» PROBLEM DESCRIPTION:
Put the entries below into a Markdown table with the columns Row and Entry line, covering only the stretch that opens with the line containing "rose shown in the photo above." and closes with the line containing "bouquet shown in the photo above.", both included. Number each line in order and leave out any blank lines.
— start of INFORMATION SHOWN —
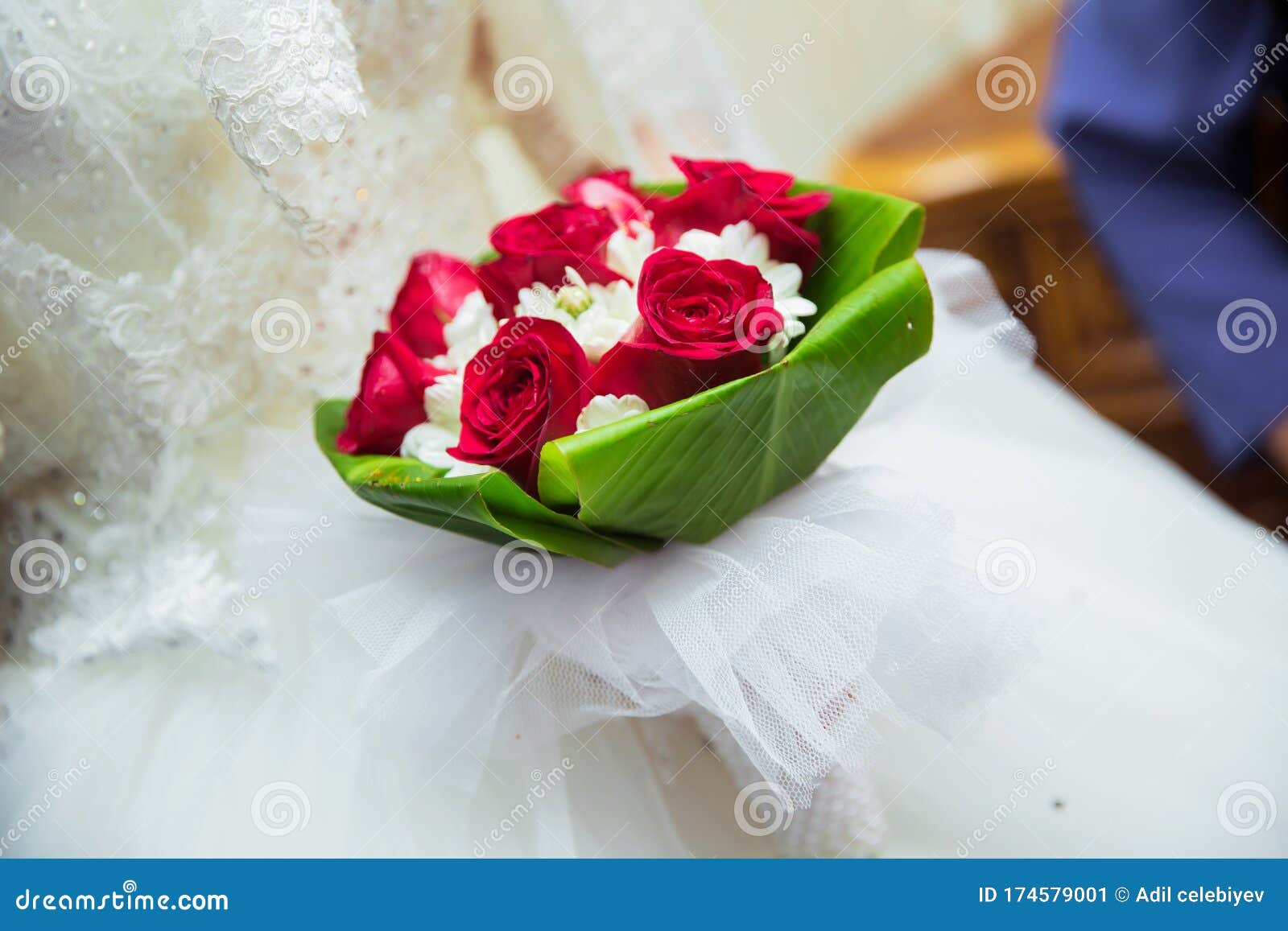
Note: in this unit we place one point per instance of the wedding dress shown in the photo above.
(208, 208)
— end of INFORMATION SHOWN —
— start of INFORMATION SHOWN —
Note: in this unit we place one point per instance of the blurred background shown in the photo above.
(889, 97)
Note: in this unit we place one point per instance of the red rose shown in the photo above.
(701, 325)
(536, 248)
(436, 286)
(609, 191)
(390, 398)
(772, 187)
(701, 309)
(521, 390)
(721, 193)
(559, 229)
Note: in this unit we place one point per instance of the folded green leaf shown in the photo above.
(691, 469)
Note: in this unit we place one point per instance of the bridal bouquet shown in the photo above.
— end of INFORMATION SHOWN —
» WRITTEN ANSWER:
| Row | Entry line |
|---|---|
| 1 | Note: in this unit we place one point per instance of the red rose shown in the photo above. |
| 2 | (701, 325) |
| 3 | (536, 248) |
| 4 | (436, 286) |
| 5 | (609, 191) |
| 6 | (390, 398) |
| 7 | (772, 187) |
| 8 | (701, 309) |
| 9 | (521, 390) |
| 10 | (721, 193) |
| 11 | (559, 229) |
| 12 | Note: in this unit we place one point per instance of the folded green leaf shown in the photo above. |
| 13 | (691, 469) |
| 14 | Note: in this unit we place one point per instance of the bridal bouquet shown in the photo above. |